= 节选原文 =
★ ★ ★
Gaming Behavior Predict

小组作业

背景

游戏或许是一种策略游戏，但数据集显示，玩家行为背后的指标远非如此简单。在本篇笔记中，我们将深入分析一个捕捉在线游戏行为细微差别的数据集，挖掘隐藏的模式，并构建一个预测模型，以检验我们能否预测玩家的参与度。

商业问题

如何根据之前玩家的行为预测玩家在游戏中的参与度。通过预测玩家的活跃程度，游戏开发商可以提前识别出潜在的流失玩家，从而采取针对性的措施，如推送奖励、个性化推荐等，提高玩家的留存率和忠诚度。
玩家重要特征选取：并不是所有特征对玩家的参与度都有很重要的作用，玩家的参与度往往是由几个重要的特征决定的，找到重要的特征有利于商家针对性的优化产品。

数据

使用公开数据集 Predict Online Gaming Behavior Dataset该数据集涵盖了与在线游戏环境中玩家行为相关的全面指标和人口统计数据。它包括玩家人口统计信息、游戏特定细节、参与度指标以及反映玩家留存率的目标变量等变量。

实现的具体流程

首先对数据进行预处理，将类别信息转化为int类型，使用labelEncoder，并且查看是否有缺失值存在。

# Import necessary libraries and suppress warnings
import warnings
warnings.filterwarnings('ignore')

import numpy as np
import pandas as pd
import time
import matplotlib
matplotlib.use('Agg')  # use Agg backend for matplotlib
import matplotlib.pyplot as plt
%matplotlib inline

import seaborn as sns
import math
from sklearn.model_selection import train_test_split
from sklearn.preprocessing import LabelEncoder, StandardScaler
from sklearn.ensemble import RandomForestClassifier
from sklearn.metrics import accuracy_score, confusion_matrix, roc_curve, auc

# For reproducibility
np.random.seed(42)
★ ★ ★
= 所示材料 =
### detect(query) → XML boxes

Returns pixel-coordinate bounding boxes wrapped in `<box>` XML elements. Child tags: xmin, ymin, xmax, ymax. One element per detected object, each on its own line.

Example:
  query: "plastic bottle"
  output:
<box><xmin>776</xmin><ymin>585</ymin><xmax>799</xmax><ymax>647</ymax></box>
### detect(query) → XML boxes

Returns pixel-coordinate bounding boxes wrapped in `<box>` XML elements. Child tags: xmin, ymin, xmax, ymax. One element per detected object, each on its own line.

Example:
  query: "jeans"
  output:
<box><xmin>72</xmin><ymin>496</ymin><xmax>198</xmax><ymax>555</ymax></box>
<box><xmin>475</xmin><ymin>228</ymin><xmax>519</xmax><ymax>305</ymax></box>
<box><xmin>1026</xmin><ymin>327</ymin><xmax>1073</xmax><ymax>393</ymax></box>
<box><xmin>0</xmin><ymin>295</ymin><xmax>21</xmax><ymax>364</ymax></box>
★ ★ ★
= 练习题目 =
将上方关于玩家游戏行为预测的原文中，从含有“游戏或许是一种策略游戏，但数”的词句起、至“个性化推荐等，提高玩家的留存率和忠诚度。”止的那一段一字不改地抄写出来。

= 完整答案 =
游戏或许是一种策略游戏，但数据集显示，玩家行为背后的指标远非如此简单。在本篇笔记中，我们将深入分析一个捕捉在线游戏行为细微差别的数据集，挖掘隐藏的模式，并构建一个预测模型，以检验我们能否预测玩家的参与度。

商业问题

如何根据之前玩家的行为预测玩家在游戏中的参与度。通过预测玩家的活跃程度，游戏开发商可以提前识别出潜在的流失玩家，从而采取针对性的措施，如推送奖励、个性化推荐等，提高玩家的留存率和忠诚度。